(Stored items from a collection)
=======

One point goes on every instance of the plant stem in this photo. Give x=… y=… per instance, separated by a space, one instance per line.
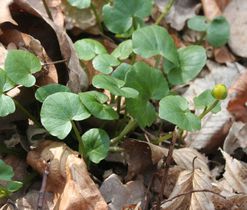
x=30 y=116
x=132 y=124
x=165 y=11
x=207 y=110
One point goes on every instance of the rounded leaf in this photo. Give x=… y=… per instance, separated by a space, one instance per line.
x=96 y=144
x=20 y=65
x=175 y=109
x=58 y=110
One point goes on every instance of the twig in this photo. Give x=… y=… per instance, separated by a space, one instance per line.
x=43 y=186
x=167 y=163
x=193 y=191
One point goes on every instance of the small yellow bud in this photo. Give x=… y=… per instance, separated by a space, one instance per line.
x=219 y=92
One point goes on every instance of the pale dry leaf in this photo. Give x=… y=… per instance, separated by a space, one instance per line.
x=187 y=182
x=184 y=158
x=238 y=27
x=68 y=176
x=118 y=195
x=5 y=15
x=181 y=11
x=235 y=173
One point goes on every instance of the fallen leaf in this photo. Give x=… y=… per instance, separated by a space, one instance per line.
x=189 y=181
x=68 y=176
x=235 y=13
x=119 y=195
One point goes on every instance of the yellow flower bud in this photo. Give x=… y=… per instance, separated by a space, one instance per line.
x=219 y=92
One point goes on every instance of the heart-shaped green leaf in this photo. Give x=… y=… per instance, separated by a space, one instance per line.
x=58 y=110
x=94 y=102
x=43 y=92
x=96 y=144
x=105 y=62
x=20 y=65
x=191 y=59
x=6 y=171
x=218 y=32
x=175 y=109
x=123 y=50
x=198 y=23
x=87 y=49
x=205 y=99
x=115 y=86
x=80 y=4
x=154 y=40
x=120 y=16
x=151 y=84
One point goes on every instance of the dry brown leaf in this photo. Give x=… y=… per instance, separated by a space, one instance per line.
x=189 y=181
x=235 y=173
x=119 y=195
x=235 y=13
x=68 y=177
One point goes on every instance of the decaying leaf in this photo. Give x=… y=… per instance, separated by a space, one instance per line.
x=235 y=173
x=187 y=182
x=68 y=177
x=119 y=195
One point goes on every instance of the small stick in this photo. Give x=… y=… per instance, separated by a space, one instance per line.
x=43 y=186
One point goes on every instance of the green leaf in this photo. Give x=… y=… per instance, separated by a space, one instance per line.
x=6 y=171
x=104 y=63
x=94 y=102
x=80 y=4
x=218 y=32
x=198 y=23
x=43 y=92
x=7 y=105
x=123 y=50
x=191 y=59
x=151 y=84
x=205 y=99
x=96 y=144
x=121 y=71
x=87 y=49
x=120 y=17
x=115 y=86
x=58 y=110
x=20 y=65
x=154 y=40
x=175 y=109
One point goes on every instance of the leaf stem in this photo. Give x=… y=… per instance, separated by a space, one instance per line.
x=207 y=110
x=27 y=113
x=132 y=124
x=165 y=11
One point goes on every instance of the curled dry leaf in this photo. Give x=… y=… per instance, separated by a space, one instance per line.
x=187 y=182
x=119 y=195
x=68 y=177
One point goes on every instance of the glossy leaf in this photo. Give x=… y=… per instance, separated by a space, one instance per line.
x=154 y=40
x=94 y=102
x=80 y=4
x=205 y=99
x=96 y=144
x=175 y=109
x=20 y=65
x=151 y=84
x=105 y=62
x=120 y=16
x=43 y=92
x=218 y=32
x=87 y=49
x=198 y=23
x=123 y=50
x=115 y=86
x=58 y=110
x=191 y=59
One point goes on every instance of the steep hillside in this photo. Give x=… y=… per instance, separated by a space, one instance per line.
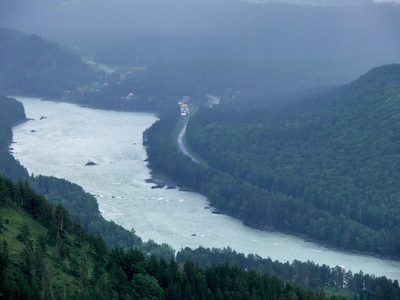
x=32 y=65
x=327 y=167
x=44 y=254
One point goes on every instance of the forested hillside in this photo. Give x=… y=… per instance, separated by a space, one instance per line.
x=331 y=174
x=34 y=66
x=326 y=168
x=80 y=204
x=44 y=254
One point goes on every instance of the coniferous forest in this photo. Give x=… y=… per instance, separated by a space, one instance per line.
x=321 y=163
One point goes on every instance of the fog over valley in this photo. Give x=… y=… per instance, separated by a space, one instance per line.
x=267 y=127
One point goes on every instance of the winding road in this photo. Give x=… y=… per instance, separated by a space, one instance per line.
x=181 y=143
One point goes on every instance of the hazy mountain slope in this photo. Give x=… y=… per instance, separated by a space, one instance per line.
x=32 y=65
x=330 y=173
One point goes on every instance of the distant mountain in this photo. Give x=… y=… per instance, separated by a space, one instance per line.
x=32 y=65
x=327 y=167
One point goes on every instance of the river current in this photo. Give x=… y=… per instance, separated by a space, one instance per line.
x=62 y=138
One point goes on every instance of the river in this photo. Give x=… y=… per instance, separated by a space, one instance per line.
x=68 y=136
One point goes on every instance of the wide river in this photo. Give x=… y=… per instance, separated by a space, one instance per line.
x=61 y=143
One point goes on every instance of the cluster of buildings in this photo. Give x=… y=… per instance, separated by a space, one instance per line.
x=185 y=105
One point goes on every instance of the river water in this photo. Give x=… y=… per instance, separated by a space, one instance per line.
x=61 y=143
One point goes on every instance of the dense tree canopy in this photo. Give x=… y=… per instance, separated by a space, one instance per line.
x=326 y=167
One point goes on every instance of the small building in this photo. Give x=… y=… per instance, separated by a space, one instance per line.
x=185 y=109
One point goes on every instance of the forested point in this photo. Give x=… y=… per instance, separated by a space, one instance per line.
x=325 y=167
x=44 y=254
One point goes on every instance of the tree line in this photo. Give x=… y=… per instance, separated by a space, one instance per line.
x=328 y=173
x=53 y=257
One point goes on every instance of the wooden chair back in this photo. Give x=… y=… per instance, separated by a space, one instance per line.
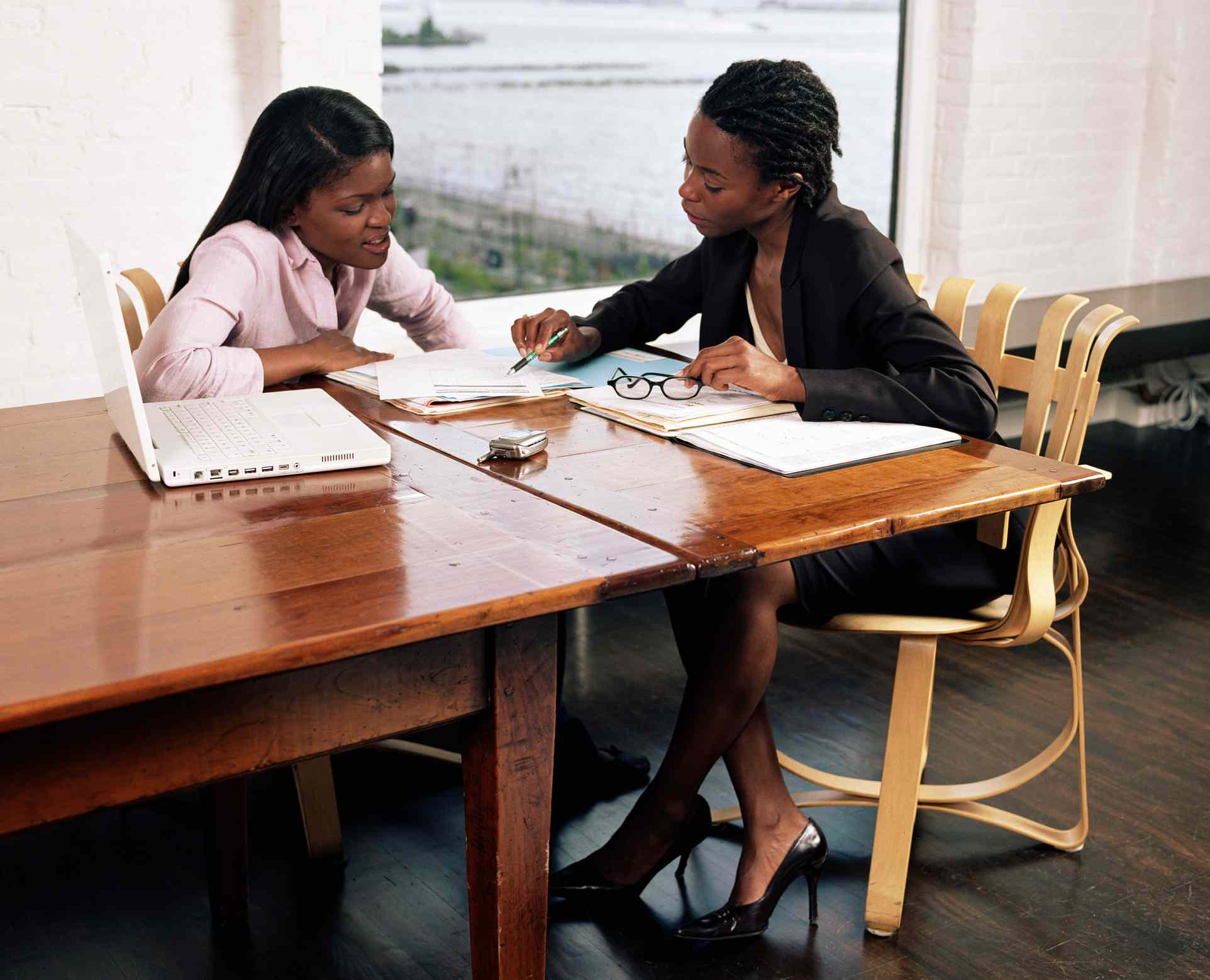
x=1065 y=396
x=141 y=299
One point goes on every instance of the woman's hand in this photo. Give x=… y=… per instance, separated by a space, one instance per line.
x=534 y=332
x=332 y=351
x=737 y=362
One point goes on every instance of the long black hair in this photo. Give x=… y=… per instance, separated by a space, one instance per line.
x=784 y=115
x=304 y=140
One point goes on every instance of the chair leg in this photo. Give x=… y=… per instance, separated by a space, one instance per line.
x=907 y=736
x=1081 y=829
x=318 y=803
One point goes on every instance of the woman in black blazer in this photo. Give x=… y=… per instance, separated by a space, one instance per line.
x=843 y=337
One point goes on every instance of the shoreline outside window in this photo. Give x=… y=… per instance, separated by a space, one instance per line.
x=539 y=145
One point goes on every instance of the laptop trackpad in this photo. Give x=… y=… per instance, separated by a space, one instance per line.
x=328 y=416
x=294 y=420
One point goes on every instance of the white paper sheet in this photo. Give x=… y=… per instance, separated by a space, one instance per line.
x=787 y=444
x=460 y=375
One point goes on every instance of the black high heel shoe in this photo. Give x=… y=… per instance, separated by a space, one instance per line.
x=584 y=881
x=805 y=857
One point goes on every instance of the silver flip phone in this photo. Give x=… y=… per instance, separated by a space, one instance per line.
x=516 y=446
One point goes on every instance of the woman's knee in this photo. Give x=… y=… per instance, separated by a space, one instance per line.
x=754 y=592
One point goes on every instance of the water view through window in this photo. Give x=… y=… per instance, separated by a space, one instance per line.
x=539 y=142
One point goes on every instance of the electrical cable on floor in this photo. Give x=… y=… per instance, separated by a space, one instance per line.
x=1182 y=399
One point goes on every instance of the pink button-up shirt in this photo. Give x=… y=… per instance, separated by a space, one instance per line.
x=250 y=287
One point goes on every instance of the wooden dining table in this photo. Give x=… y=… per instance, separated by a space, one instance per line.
x=158 y=639
x=154 y=639
x=724 y=515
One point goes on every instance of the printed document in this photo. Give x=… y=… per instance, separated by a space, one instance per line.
x=785 y=444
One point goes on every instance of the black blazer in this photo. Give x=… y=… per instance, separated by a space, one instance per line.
x=865 y=345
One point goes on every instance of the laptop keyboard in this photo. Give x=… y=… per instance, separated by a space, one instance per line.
x=223 y=430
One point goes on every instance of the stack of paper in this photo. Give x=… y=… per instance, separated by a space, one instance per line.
x=442 y=383
x=663 y=416
x=788 y=446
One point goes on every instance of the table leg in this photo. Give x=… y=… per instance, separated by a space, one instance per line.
x=226 y=857
x=508 y=761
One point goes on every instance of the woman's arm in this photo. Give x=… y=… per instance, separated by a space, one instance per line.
x=936 y=383
x=184 y=353
x=636 y=314
x=412 y=297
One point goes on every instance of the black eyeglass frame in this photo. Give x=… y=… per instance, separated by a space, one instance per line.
x=620 y=375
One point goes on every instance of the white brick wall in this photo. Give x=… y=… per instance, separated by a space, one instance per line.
x=127 y=118
x=1070 y=148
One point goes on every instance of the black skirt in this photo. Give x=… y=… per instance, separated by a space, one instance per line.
x=939 y=571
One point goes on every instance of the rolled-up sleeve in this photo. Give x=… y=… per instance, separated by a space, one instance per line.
x=412 y=297
x=183 y=356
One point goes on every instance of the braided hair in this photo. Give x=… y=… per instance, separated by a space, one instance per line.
x=785 y=118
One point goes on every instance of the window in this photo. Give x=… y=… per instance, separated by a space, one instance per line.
x=539 y=143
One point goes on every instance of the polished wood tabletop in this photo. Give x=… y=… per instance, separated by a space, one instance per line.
x=155 y=639
x=130 y=590
x=719 y=514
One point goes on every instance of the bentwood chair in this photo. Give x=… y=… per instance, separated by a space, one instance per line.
x=142 y=299
x=1050 y=585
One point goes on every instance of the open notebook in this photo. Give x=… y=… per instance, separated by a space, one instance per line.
x=449 y=382
x=788 y=446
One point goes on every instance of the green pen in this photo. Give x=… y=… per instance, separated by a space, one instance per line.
x=555 y=339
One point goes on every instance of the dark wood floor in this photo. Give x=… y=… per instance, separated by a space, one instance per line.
x=123 y=895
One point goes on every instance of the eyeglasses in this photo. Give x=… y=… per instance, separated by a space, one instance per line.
x=639 y=386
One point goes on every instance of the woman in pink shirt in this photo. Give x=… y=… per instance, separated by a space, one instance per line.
x=298 y=248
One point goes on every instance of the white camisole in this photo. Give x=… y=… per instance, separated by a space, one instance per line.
x=758 y=336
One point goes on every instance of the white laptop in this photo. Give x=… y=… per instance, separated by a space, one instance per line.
x=213 y=439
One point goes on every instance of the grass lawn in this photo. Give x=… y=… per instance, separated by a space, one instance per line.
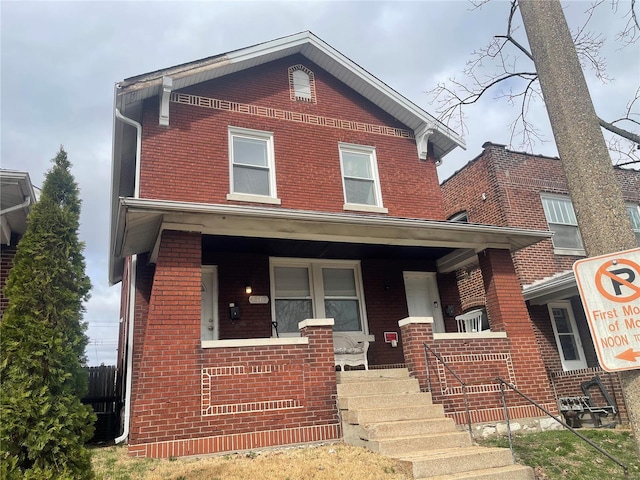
x=553 y=455
x=562 y=455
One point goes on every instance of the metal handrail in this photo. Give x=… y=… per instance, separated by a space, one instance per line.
x=540 y=407
x=462 y=383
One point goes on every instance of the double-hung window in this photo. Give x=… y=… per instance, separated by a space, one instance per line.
x=567 y=336
x=563 y=223
x=634 y=215
x=360 y=180
x=252 y=166
x=304 y=289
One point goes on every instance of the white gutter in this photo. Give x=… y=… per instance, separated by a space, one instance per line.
x=24 y=204
x=132 y=287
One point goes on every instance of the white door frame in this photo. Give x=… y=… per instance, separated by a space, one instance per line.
x=431 y=307
x=567 y=365
x=209 y=322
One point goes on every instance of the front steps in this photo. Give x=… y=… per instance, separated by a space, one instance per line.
x=384 y=411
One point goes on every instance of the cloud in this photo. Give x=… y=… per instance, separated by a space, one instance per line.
x=60 y=61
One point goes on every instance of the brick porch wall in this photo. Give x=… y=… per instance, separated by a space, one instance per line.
x=189 y=400
x=478 y=362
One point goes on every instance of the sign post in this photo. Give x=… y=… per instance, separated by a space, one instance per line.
x=609 y=287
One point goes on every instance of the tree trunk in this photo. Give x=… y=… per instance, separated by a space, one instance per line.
x=602 y=217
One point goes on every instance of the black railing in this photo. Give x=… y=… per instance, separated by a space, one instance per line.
x=504 y=383
x=462 y=383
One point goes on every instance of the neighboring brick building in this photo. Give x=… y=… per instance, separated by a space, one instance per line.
x=16 y=197
x=515 y=189
x=265 y=197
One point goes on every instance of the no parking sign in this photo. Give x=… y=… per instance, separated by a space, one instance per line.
x=609 y=287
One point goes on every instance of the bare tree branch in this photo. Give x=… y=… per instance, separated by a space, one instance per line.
x=493 y=64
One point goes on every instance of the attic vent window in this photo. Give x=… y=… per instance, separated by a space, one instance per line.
x=302 y=85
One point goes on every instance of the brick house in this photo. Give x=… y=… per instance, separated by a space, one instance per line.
x=265 y=198
x=515 y=189
x=16 y=197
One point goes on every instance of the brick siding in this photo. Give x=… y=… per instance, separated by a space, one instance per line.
x=194 y=148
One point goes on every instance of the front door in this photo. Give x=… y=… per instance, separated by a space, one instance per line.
x=209 y=308
x=423 y=299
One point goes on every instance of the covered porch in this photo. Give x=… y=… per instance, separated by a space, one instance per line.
x=211 y=280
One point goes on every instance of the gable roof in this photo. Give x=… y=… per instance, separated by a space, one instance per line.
x=130 y=94
x=134 y=90
x=17 y=194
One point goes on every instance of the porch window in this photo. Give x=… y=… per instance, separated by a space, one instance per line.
x=316 y=289
x=563 y=223
x=252 y=170
x=360 y=180
x=567 y=336
x=634 y=215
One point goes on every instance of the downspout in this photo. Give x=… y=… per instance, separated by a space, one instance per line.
x=132 y=286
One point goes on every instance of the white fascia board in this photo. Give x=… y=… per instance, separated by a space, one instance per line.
x=494 y=237
x=563 y=283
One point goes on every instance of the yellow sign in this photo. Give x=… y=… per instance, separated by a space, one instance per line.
x=609 y=287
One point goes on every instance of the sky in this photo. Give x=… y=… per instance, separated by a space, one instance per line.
x=60 y=62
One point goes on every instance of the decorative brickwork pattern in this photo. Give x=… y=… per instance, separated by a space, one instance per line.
x=496 y=362
x=236 y=442
x=290 y=116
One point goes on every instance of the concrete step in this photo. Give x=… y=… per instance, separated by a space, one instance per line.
x=407 y=428
x=400 y=446
x=509 y=472
x=360 y=375
x=380 y=387
x=391 y=414
x=380 y=401
x=451 y=462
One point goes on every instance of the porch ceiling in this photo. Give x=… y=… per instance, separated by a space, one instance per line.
x=140 y=222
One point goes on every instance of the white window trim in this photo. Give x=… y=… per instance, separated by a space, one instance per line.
x=317 y=288
x=371 y=151
x=247 y=197
x=580 y=252
x=567 y=365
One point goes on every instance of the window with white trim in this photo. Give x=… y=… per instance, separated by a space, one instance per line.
x=360 y=181
x=567 y=336
x=634 y=215
x=302 y=84
x=303 y=289
x=252 y=166
x=563 y=223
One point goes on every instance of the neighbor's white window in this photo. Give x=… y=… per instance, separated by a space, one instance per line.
x=567 y=336
x=304 y=289
x=252 y=166
x=563 y=223
x=360 y=180
x=634 y=216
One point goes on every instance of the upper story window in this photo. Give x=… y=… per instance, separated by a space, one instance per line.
x=360 y=180
x=304 y=289
x=251 y=166
x=563 y=223
x=302 y=84
x=634 y=216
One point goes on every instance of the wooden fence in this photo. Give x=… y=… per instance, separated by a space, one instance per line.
x=104 y=399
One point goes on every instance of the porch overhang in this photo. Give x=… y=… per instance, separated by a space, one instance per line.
x=557 y=287
x=140 y=223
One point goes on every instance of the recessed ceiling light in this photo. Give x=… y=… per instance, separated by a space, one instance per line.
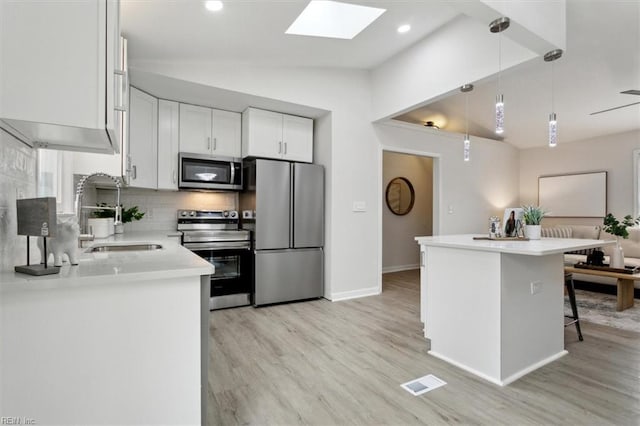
x=213 y=5
x=333 y=19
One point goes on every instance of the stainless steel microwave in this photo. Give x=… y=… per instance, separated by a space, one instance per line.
x=199 y=171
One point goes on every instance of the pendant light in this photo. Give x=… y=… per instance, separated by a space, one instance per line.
x=553 y=122
x=466 y=151
x=497 y=26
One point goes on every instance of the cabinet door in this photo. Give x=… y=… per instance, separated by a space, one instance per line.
x=57 y=73
x=297 y=136
x=195 y=129
x=263 y=135
x=226 y=133
x=168 y=134
x=143 y=139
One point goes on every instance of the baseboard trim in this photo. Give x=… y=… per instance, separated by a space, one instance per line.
x=495 y=380
x=354 y=294
x=400 y=268
x=601 y=288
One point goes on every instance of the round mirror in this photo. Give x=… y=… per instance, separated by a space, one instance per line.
x=400 y=196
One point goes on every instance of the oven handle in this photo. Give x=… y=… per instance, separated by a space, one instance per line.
x=218 y=246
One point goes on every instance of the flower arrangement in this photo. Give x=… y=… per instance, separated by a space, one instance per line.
x=533 y=215
x=615 y=227
x=128 y=215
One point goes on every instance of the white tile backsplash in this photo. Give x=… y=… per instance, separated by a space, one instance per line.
x=17 y=180
x=160 y=207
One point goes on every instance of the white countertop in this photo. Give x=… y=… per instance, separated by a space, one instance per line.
x=171 y=261
x=540 y=247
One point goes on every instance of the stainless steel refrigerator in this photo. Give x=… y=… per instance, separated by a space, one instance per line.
x=283 y=206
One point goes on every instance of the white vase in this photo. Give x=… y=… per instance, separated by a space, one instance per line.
x=616 y=260
x=532 y=231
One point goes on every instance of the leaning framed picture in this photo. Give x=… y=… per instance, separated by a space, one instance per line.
x=512 y=222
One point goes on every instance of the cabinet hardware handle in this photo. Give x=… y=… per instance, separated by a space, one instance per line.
x=124 y=84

=======

▶ _Given request_:
Your answer should consist only of the lines from the one with "stainless steel microwave" through the end of the data above, reproduced exactly.

▶ _Exercise response_:
One point goes on every instance of the stainless steel microwave in this photo. Give x=… y=… per instance, separated by a space, one instance per line.
x=199 y=171
One point goes on every instance of the pendant light in this photo. Give x=… y=… per instance, separated by a space, one instance per line.
x=553 y=122
x=466 y=151
x=497 y=26
One point goes on every instance of the cabinet door in this photo. Give x=… y=… per instance, separated by a space, one instance per line.
x=57 y=73
x=297 y=136
x=195 y=129
x=263 y=135
x=226 y=133
x=168 y=134
x=143 y=139
One point goes on every instance of the baseboard trim in this photo. Give x=… y=… per instance, separated by a space, one instance per line.
x=495 y=380
x=354 y=294
x=400 y=268
x=601 y=288
One point goes on every instance of the round mirror in this photo. Give x=… y=… per instance, separated by a space, one instance per line.
x=400 y=196
One point goes on every instance of the oven handle in this photo. Give x=… y=… per instance, separated by a space, one instance per line.
x=218 y=246
One point goes on every instance of the flower arrangement in this photo. Give x=… y=… per instance, separated by a space, one instance per line.
x=533 y=215
x=615 y=227
x=128 y=215
One point goes on every instance of the white tile backsplash in this photo. Give x=… y=… per instance, separated by a space, one instance per line.
x=17 y=180
x=160 y=207
One point goes on every instance of the white countertop in this photo. Give x=… y=… per instance, separated by a space, one instance per line.
x=171 y=261
x=540 y=247
One point goes on every instance of the stainless steel refrigerator in this photo. Give x=… y=… per instance, separated by a space, one instance per line.
x=283 y=206
One point goes on every instance of the white vase in this photo. Give x=… y=… per instance, separated by a space, one instance per line.
x=616 y=260
x=532 y=231
One point goes on every instance of the leaning framed picture in this photo. Give x=… y=… per instance, separated by a space, one instance per line.
x=512 y=222
One point goes on every instance of the cabinet hardware handle in this photo. Give x=… y=… per instance, separated by a space, one instance per line.
x=124 y=84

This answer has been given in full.